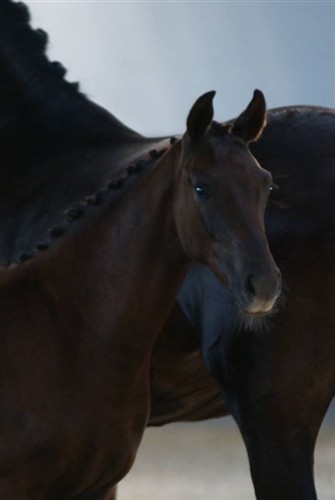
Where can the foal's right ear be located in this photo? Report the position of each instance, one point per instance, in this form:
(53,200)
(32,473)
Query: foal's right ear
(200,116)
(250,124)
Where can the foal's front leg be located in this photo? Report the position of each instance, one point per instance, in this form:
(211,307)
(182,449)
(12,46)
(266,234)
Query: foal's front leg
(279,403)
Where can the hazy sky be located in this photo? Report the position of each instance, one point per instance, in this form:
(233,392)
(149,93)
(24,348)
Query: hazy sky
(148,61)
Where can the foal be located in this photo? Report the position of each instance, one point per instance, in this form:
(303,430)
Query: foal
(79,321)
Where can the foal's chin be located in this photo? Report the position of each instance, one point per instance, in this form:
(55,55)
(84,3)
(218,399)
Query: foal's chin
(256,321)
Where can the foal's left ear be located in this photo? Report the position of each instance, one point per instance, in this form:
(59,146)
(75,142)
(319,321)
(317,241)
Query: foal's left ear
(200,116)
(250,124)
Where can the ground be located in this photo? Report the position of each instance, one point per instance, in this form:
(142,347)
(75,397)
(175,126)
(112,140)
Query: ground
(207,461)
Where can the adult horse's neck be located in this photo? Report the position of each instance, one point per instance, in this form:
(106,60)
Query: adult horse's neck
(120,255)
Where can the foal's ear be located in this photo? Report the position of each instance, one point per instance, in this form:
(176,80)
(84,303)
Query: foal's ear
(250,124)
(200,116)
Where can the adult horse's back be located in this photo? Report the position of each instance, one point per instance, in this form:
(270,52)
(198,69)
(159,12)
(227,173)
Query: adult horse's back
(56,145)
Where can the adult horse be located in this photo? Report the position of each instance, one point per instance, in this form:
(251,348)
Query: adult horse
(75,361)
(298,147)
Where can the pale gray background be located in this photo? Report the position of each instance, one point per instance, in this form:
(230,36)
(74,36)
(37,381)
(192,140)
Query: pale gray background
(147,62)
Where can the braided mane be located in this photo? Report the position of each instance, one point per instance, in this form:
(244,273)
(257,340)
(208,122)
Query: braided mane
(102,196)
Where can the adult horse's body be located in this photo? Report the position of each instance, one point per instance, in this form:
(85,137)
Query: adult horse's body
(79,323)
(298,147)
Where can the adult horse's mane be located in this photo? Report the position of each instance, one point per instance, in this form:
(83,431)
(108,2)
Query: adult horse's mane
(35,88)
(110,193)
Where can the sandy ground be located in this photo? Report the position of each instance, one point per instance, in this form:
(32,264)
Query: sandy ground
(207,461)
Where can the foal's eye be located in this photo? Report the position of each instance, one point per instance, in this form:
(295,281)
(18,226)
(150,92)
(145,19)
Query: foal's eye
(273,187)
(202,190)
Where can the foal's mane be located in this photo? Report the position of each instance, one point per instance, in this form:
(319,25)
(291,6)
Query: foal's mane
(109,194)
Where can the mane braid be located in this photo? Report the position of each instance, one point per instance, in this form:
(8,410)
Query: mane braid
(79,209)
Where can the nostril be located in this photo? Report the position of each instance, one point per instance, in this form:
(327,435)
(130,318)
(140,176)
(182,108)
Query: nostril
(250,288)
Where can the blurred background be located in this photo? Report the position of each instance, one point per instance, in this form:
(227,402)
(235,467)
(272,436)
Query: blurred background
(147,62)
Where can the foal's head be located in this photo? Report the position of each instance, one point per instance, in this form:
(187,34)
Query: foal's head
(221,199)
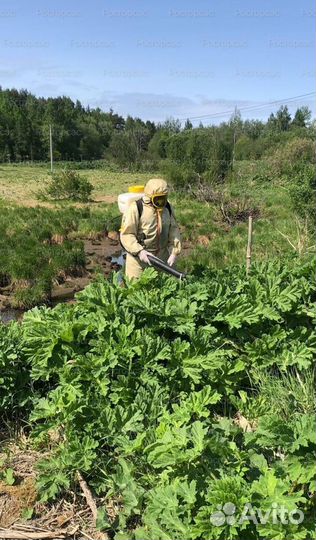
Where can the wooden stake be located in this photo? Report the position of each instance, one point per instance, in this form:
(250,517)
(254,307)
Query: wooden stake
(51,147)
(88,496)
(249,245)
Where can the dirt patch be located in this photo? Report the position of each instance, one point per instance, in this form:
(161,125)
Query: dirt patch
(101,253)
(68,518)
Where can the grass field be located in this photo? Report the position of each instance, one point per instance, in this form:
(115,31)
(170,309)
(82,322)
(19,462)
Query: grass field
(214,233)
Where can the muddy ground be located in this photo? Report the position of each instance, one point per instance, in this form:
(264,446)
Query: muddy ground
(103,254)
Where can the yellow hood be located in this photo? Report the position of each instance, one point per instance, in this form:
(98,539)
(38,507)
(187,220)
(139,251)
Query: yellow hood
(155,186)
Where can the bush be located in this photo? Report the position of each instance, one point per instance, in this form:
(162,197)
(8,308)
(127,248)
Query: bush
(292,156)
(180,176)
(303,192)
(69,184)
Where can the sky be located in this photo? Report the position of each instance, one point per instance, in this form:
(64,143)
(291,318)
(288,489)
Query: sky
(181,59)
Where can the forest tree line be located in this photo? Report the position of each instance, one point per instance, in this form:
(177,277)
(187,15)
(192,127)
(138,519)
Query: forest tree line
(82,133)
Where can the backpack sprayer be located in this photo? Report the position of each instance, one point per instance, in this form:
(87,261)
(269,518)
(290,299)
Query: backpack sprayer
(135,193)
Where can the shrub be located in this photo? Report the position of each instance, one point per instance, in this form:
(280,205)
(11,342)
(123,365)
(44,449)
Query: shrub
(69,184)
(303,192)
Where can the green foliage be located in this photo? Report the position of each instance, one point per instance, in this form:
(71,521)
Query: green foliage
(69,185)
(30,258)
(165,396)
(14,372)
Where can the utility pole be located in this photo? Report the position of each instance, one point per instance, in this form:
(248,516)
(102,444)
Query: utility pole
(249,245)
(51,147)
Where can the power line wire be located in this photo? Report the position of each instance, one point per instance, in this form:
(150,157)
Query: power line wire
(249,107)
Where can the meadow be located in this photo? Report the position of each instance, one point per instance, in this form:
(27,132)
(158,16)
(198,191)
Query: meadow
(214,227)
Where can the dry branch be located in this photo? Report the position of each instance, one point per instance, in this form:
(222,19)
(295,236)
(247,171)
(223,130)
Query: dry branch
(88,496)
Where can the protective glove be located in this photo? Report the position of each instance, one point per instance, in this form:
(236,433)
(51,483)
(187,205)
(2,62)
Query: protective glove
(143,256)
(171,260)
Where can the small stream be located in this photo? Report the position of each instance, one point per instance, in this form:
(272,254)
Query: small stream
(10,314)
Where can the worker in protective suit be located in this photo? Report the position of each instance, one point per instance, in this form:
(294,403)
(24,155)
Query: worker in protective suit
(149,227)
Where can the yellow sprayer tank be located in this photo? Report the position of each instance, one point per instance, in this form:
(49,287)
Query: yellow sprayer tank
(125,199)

Problem description: Rewrite the material from the line with "Where can the utility" up to and including its final line, keeping every line, and offset each coordinate in the answer points by 77 while leaving the coordinates in the format samples unchanged.

In response:
Where can the utility pole be located in this photo? Report the position of each instance, one point per instance, in this form:
(248,516)
(102,444)
Query: utility pole
(326,322)
(128,224)
Where can the power line wire be located in this photo? Report the position of each instance, one point per instance, in this form:
(150,157)
Query: power line wire
(326,184)
Where can the meadow be located in this photo? Report the position of each instance, one point per instance, in this form:
(27,132)
(158,16)
(198,191)
Query: meadow
(291,304)
Where can the dry branch be located in this photo? Report the position of each instance, one point per instance, in this form:
(222,19)
(295,236)
(247,171)
(223,130)
Query: dry branch
(165,573)
Where can the protective glove be located in this photo? Report the position of each instance, one point per instance, in this form:
(236,433)
(51,483)
(187,205)
(2,62)
Query: protective glove
(220,333)
(248,337)
Where can the small stream be located in this photo? Report the position of each instance, one point per instance, in this form:
(272,254)
Query: small stream
(87,391)
Where can the worker in protective suit be located in this photo? Report the position of each instance, one point per instance, in this form:
(294,403)
(24,155)
Query: worker in protective suit
(226,304)
Where can the yellow sprayer tank be located in this photo? Report the position of each instance, one point per instance, in this form:
(49,287)
Query: yellow sprayer tank
(202,276)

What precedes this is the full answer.